Text passage:

▼

Kara Swisher Mercilessly Mocks Bill Ackman and the ‘Disease of Rich People’ Who Don’t Know What They’re Talking About

 

Journalist Kara Swisher is promoting her newest book Burn Book: A Tech Love Story which delves into her career following the outgrown personalities of tech titans. And in a video promoting it for The Washington Post, Swisher took several swipes at one of them in particular: Bill Ackman.

To promote the essay, Swisher appeared in a video on Twitter/X on Thursday in which she targeted Ackman, the billionaire hedge fund manager who led the charge in the firing of former Harvard president Claudine Gay and is not going after Business Insider for reporting on his wife’s plagiarism:

Listen we’re having to endure Bill Ackman right now. Like, he’s a hedge fund guy, right? What does he know about DEI. But he sure does talk about it! And everybody pays attention because he’s a rich guy who happened to give money to Harvard. You know like, okay, so that gives you the right to be a persistent irritant? You know, and like, if I what if I started tweeting about hedge fund investing? “Oh, let me tell you what I think without any knowledge of the situation! Let me take out my personal foibles on everybody else and pretend it’s something about something serious.”

▲

Dataset entries
▼

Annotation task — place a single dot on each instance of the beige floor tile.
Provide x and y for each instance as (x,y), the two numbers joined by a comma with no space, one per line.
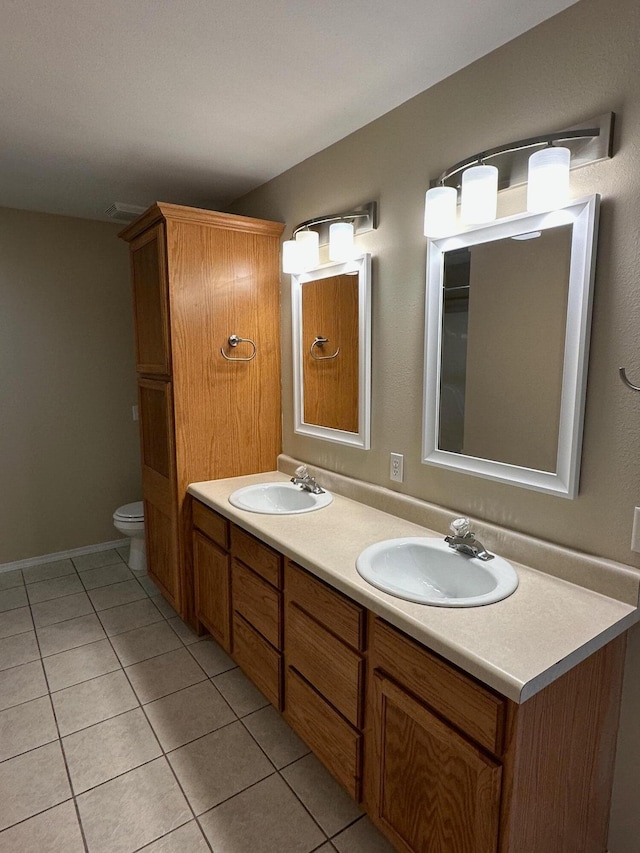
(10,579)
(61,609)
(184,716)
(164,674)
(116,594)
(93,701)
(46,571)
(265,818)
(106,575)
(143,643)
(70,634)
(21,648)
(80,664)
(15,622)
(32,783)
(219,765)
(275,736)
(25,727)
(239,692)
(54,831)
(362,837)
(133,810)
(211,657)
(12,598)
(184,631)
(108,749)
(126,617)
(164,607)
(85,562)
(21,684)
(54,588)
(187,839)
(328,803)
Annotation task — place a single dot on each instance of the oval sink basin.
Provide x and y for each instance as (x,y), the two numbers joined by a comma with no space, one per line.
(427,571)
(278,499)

▲
▼

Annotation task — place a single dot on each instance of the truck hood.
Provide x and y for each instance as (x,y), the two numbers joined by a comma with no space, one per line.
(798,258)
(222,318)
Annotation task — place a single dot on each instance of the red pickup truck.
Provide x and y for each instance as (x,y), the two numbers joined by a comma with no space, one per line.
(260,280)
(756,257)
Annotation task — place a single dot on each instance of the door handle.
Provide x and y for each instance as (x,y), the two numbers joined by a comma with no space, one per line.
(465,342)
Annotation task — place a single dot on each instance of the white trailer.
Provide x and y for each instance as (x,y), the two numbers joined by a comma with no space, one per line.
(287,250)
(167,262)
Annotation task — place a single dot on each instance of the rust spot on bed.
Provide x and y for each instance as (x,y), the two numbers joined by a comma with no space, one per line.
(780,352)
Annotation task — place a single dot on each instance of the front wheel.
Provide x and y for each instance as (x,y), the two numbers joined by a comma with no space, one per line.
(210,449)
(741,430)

▲
▼

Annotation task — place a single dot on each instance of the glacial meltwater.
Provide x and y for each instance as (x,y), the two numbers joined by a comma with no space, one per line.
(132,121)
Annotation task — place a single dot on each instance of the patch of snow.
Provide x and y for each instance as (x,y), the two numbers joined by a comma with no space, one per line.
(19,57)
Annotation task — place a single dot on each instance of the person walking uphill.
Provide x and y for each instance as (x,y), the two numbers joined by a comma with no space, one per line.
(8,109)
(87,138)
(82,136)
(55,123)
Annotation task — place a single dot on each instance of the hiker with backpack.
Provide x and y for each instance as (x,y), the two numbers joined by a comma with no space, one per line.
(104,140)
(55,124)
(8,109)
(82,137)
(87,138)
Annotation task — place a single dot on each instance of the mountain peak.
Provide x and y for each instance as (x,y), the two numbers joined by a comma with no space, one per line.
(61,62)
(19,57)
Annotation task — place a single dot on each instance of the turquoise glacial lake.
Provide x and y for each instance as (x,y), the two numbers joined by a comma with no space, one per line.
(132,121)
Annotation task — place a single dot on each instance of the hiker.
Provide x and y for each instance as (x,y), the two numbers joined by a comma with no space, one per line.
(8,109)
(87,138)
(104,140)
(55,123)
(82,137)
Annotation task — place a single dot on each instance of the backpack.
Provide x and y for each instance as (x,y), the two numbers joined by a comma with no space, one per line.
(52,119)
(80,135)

▲

Problems to solve:
1. In the Kara Swisher article, what is the title of her newest book?
2. Reproduce word for word the part of the Kara Swisher article starting at "Journalist Kara Swisher" and ending at "particular: Bill Ackman.".
3. Write the next part of the article about Kara Swisher and Bill Ackman, picking up after its last sentence.

Answers for the exercise:
1. Burn Book: A Tech Love Story

2.
Journalist Kara Swisher is promoting her newest book Burn Book: A Tech Love Story which delves into her career following the outgrown personalities of tech titans. And in a video promoting it for The Washington Post, Swisher took several swipes at one of them in particular: Bill Ackman.

3.
So this is what rich people do once that now they’ve gotten a little power and they got their own little networks, right? Let us tell you, because we’re rich, what we think about Ukraine. Like, the fact that VCs, some of them are smart, I guess? You know, are like pontificating about what we should do in the South China Sea. I’d rather they just sit down. So I think it’s a function, it’s a disease of rich people who have people licking them up and down all day that they must be right. And that’s why many of them don’t talk to me anymore. Because often I’d be like, “What are you talking about, sir?”

Ackman has threatened legal action against Business Insider, which published articles about his wife’s plagiarism after Ackman pushed for Gay to be ousted from Harvard for her own plagiarism.

Part of the book was adapted into an essay that was published on the Post‘s site on February 15 that recounted a massive 2016 meeting at Trump Tower between tech CEOs and then President-Elect Donald Trump. That meeting, according to Swisher, was when “it all went off the rails for the tech industry.”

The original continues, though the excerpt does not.